▸ Problem to solve
Extract the final stretch of the data: the line that contains "man in plaid" and every line after it, unaltered, and no other lines.
begin Given information
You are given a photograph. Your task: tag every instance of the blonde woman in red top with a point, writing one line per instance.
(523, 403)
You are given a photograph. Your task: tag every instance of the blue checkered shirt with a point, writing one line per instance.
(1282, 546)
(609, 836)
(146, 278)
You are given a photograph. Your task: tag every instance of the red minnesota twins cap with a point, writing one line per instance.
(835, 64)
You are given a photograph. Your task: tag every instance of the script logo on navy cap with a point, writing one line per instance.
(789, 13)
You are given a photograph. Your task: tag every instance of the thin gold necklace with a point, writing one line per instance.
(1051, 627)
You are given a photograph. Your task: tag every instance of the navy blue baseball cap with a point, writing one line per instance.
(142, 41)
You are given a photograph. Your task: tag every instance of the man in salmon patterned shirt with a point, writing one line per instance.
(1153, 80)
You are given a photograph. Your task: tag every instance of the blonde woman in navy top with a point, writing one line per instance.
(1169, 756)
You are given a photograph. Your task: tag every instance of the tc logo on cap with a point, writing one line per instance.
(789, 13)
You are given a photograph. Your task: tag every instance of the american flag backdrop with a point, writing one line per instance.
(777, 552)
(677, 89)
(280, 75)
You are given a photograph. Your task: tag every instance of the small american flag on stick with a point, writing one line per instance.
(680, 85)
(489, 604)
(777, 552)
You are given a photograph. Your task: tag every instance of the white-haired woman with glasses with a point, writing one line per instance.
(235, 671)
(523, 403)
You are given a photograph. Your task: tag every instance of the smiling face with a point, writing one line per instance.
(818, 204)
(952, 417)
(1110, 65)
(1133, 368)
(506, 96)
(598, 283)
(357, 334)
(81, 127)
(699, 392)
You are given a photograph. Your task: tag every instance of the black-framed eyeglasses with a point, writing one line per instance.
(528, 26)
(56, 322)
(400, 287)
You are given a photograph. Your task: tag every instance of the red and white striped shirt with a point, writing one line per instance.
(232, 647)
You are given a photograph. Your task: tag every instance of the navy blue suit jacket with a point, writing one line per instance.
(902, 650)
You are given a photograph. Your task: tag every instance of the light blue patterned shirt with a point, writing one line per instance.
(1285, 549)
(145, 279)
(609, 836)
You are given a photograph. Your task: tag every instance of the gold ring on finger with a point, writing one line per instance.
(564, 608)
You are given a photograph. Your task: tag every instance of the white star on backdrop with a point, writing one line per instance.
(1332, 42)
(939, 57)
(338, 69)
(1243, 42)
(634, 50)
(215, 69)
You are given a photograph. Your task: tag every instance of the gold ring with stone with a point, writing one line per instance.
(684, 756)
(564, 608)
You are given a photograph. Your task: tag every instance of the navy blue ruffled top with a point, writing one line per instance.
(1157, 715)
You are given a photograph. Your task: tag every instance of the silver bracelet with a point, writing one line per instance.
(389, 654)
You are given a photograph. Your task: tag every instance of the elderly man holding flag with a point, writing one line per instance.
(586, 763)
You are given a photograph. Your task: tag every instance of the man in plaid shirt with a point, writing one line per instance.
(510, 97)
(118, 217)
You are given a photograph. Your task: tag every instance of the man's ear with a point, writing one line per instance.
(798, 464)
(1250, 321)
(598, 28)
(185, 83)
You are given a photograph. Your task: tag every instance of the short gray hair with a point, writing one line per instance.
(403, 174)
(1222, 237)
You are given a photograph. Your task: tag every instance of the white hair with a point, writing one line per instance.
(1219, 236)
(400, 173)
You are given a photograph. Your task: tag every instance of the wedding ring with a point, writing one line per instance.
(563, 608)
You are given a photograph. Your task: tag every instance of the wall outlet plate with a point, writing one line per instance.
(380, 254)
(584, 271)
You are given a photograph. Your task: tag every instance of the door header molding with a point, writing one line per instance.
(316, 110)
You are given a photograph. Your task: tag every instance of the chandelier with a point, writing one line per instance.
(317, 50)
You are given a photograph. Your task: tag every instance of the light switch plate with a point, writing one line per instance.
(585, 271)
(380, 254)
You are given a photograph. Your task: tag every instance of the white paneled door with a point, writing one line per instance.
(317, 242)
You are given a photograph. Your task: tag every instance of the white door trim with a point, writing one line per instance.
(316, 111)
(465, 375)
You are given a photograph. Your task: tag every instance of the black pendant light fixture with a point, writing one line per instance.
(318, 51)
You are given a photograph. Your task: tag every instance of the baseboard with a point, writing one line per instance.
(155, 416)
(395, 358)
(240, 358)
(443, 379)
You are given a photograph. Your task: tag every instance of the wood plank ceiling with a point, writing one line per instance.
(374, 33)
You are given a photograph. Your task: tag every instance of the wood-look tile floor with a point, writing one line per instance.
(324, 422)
end Given information
▸ Answer to this problem
You are given a photograph. Your task: tag every instance of the man in plaid shirt with a point, writing one line per instance.
(510, 97)
(118, 217)
You are given a photograph. Your task: tag every instance of the man's ear with a point, writing one line per instance.
(798, 464)
(1250, 321)
(598, 28)
(185, 83)
You are given a photograph. Your task: tag every instance of the short gray hair with a point, writing one line per instance.
(403, 174)
(1222, 237)
You are given a photograph. Your task: tag every instance of the white hair with a point, writing one line per instance.
(1219, 236)
(400, 173)
You are given a photograph. Your task: tag every instance of the wedding ring with a point, writing one line per instance.
(563, 608)
You are given a photograph. Your task: tag every instance of the wall outlet plate with a point, writing one line per instance.
(380, 254)
(584, 271)
You are given a photograph. Your task: tag every instance of the door header molding with a point, writing one line per instance.
(316, 110)
You are given a photograph. Your task: tag every instance of the chandelier with a point, writing one line per instance.
(317, 50)
You are given a photograph. Your task: tag every instance of the light switch plate with a point, writing one line per instance.
(585, 271)
(380, 254)
You are given a photograph. Your task: tag every instance of the white paneled door with a point, writing one line per instance.
(317, 242)
You are given a photograph. Your task: tag every instance of the white door trim with a point, writing one line per instance.
(316, 111)
(465, 375)
You are given a photograph. Your task: tag every instance of the black pendant light fixture with a point, writing one line per instance.
(318, 51)
You are given a photograph. Your task: tag every instance of the baseboard with a point, writing one line per instance.
(155, 416)
(395, 358)
(240, 358)
(443, 379)
You are given a photograph. Your task: tag every instance of the wood plank ceiling with a point, writing one line per instance.
(374, 33)
You are given a photograph. Your task: tag every instance of the wood-look tile floor with a point, writing one line per instance.
(324, 422)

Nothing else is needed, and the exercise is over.